SHORT PROBLEM >> Edit the material below so that every "even-odd fill" reads "nonzero fill" instead, and keep everything else the same.

DATASET RECORDS >>
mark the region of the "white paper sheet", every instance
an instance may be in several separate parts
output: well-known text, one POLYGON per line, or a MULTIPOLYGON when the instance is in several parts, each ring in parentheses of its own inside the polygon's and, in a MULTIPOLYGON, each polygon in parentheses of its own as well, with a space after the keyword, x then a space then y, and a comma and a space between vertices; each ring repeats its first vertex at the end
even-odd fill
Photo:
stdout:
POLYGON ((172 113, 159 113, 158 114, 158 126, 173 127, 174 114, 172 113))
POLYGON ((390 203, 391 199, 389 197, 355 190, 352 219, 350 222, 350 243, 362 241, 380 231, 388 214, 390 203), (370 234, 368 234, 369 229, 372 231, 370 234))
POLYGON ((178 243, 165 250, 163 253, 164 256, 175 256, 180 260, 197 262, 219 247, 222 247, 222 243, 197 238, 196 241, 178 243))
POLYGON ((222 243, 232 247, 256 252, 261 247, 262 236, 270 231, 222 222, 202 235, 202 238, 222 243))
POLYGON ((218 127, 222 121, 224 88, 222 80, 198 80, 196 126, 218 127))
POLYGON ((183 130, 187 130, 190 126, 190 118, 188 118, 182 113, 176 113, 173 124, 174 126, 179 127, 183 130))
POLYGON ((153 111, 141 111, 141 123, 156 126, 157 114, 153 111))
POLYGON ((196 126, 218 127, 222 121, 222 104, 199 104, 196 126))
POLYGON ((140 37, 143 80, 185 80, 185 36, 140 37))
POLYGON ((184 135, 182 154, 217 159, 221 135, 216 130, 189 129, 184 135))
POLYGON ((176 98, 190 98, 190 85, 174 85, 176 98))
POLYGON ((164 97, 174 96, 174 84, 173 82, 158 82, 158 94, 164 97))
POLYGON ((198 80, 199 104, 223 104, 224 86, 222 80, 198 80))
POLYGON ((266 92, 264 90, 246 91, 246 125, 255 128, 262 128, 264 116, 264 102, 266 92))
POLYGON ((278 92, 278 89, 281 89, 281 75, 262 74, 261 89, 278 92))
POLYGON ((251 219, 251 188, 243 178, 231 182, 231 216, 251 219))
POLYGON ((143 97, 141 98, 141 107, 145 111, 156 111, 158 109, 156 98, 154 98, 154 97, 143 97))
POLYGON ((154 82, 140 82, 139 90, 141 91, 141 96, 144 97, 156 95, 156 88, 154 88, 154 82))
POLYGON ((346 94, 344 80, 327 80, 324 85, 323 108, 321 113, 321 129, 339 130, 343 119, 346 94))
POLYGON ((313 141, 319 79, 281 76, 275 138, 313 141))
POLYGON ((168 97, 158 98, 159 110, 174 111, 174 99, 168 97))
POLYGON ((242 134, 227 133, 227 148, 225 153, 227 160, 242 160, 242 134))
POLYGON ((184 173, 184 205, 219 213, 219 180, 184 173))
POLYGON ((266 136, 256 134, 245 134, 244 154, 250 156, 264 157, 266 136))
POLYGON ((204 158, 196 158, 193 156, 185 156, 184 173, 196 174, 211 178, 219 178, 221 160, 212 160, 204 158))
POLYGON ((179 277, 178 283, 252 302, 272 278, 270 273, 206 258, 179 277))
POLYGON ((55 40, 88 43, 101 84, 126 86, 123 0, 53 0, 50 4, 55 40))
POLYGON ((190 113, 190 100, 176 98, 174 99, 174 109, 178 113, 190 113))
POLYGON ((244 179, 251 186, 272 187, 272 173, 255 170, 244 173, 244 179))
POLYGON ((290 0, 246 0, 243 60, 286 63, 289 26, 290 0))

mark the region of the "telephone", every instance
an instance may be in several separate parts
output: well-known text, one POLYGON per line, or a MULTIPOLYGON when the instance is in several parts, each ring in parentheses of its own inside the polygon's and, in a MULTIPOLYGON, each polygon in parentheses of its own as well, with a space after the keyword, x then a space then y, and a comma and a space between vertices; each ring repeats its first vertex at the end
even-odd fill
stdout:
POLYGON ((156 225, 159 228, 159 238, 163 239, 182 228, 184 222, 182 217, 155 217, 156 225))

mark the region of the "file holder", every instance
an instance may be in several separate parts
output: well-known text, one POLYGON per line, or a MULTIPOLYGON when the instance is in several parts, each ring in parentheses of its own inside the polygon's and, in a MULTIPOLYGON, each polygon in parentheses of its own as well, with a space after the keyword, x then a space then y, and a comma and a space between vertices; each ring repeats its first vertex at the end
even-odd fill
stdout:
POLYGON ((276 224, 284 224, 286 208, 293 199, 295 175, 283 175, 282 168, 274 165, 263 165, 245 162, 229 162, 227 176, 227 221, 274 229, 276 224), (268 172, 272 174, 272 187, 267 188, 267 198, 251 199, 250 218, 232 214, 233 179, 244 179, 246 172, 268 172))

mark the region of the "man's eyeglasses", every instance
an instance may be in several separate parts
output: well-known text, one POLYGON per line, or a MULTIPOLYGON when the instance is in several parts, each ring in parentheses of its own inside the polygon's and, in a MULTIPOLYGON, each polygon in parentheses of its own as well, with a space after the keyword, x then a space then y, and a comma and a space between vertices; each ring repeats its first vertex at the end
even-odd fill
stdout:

CORRECT RESPONSE >>
mark the region of the "white paper sheet", every instance
an instance may be in several separate parts
output: well-known text, one POLYGON per line, or a MULTIPOLYGON when the instance is in several parts, each ring in parentheses of its own inside the polygon's and, in a MULTIPOLYGON, each polygon in parentheses of its own as well, with a space after the keyword, x then a space then y, and a comma and a space between vertices; each ring repeats its first vertex at the end
nonzero fill
Photo:
stdout:
POLYGON ((172 113, 159 113, 158 114, 158 126, 173 127, 174 114, 172 113))
POLYGON ((390 203, 391 199, 389 197, 355 190, 352 219, 350 222, 350 243, 362 241, 380 231, 388 214, 390 203), (370 234, 368 234, 369 229, 372 231, 370 234))
POLYGON ((178 243, 165 250, 163 253, 164 256, 175 256, 180 260, 197 262, 219 247, 222 247, 222 243, 197 238, 196 241, 178 243))
POLYGON ((222 243, 232 247, 256 252, 261 247, 262 236, 270 231, 222 222, 202 235, 202 238, 222 243))
POLYGON ((218 127, 222 121, 224 88, 222 80, 198 80, 196 126, 218 127))
POLYGON ((183 130, 187 130, 190 126, 190 118, 188 118, 182 113, 176 113, 173 124, 174 126, 179 127, 183 130))
POLYGON ((153 111, 141 111, 141 123, 156 126, 157 114, 153 111))
POLYGON ((196 126, 218 127, 222 121, 222 104, 199 104, 196 126))
POLYGON ((140 37, 143 80, 185 80, 185 36, 140 37))
POLYGON ((184 135, 182 154, 217 159, 221 135, 216 130, 189 129, 184 135))
POLYGON ((176 98, 190 98, 190 85, 174 85, 176 98))
POLYGON ((164 97, 174 96, 174 84, 173 82, 158 82, 158 94, 164 97))
POLYGON ((198 80, 199 104, 223 104, 224 86, 222 80, 198 80))
POLYGON ((266 92, 264 90, 246 91, 246 125, 255 128, 262 128, 264 116, 264 102, 266 92))
POLYGON ((278 92, 278 89, 281 89, 281 75, 262 74, 261 89, 278 92))
POLYGON ((251 219, 251 188, 243 178, 231 182, 231 216, 251 219))
POLYGON ((143 97, 141 98, 141 107, 145 111, 156 111, 158 109, 156 98, 154 98, 154 97, 143 97))
POLYGON ((154 82, 140 82, 139 90, 141 91, 141 96, 144 97, 156 95, 156 88, 154 88, 154 82))
POLYGON ((346 94, 344 80, 327 80, 324 85, 323 108, 321 113, 321 129, 339 130, 343 119, 346 94))
POLYGON ((313 141, 319 79, 281 76, 275 138, 313 141))
POLYGON ((168 97, 158 98, 159 110, 174 111, 174 99, 168 97))
POLYGON ((242 134, 227 133, 227 148, 225 153, 227 160, 242 160, 242 134))
POLYGON ((184 173, 184 205, 219 213, 219 180, 184 173))
POLYGON ((266 136, 256 134, 245 134, 244 154, 250 156, 264 157, 266 136))
POLYGON ((204 158, 196 158, 193 156, 185 156, 184 173, 196 174, 211 178, 219 178, 221 160, 212 160, 204 158))
POLYGON ((179 277, 178 283, 252 302, 272 278, 270 273, 206 258, 179 277))
POLYGON ((55 40, 88 43, 101 84, 126 86, 123 0, 53 0, 50 4, 55 40))
POLYGON ((190 113, 190 100, 176 98, 174 99, 174 109, 178 113, 190 113))
POLYGON ((244 179, 251 186, 272 187, 272 173, 255 170, 244 173, 244 179))
POLYGON ((290 0, 246 0, 243 60, 286 63, 289 26, 290 0))

mark the region of the "telephone", every instance
an instance may be in several separate parts
output: well-known text, one POLYGON per line, or a MULTIPOLYGON when the instance is in several parts, each ring in parentheses of its own inside the polygon's and, in a MULTIPOLYGON, each polygon in parentheses of its own as well, with a space after the keyword, x then a space then y, and a comma and a space between vertices; each ring repeats its first vertex at the end
nonzero fill
stdout:
POLYGON ((156 225, 159 228, 159 238, 163 239, 182 228, 184 222, 182 217, 155 217, 156 225))

mark the region of the "file holder", every instance
an instance may be in several separate parts
output: well-known text, one POLYGON per line, or a MULTIPOLYGON when the instance is in several parts, each ring in parentheses of its own inside the polygon's and, in a MULTIPOLYGON, each polygon in parentheses of its own as well, with a space after the keyword, x then a space then y, and a comma and a space between vertices; each ring repeats its first vertex at the end
nonzero fill
stdout:
POLYGON ((276 224, 284 224, 286 208, 293 199, 295 175, 283 175, 282 168, 274 165, 263 165, 245 162, 229 162, 227 176, 227 221, 274 229, 276 224), (268 172, 272 174, 272 187, 267 188, 267 198, 251 199, 250 218, 232 214, 233 179, 244 179, 246 172, 268 172))

mark the region of the "man's eyeglasses", every instance
an instance may be in several separate parts
output: well-known text, one POLYGON per line, or a MULTIPOLYGON when the instance is in several parts, each ring in parentheses of its own inside the polygon's and, in a MULTIPOLYGON, each polygon in parentheses of its own as well, with a space after the keyword, x then a space then y, and a comma and a space between vertices; each ring repeats its first vertex at the end
nonzero fill
stdout:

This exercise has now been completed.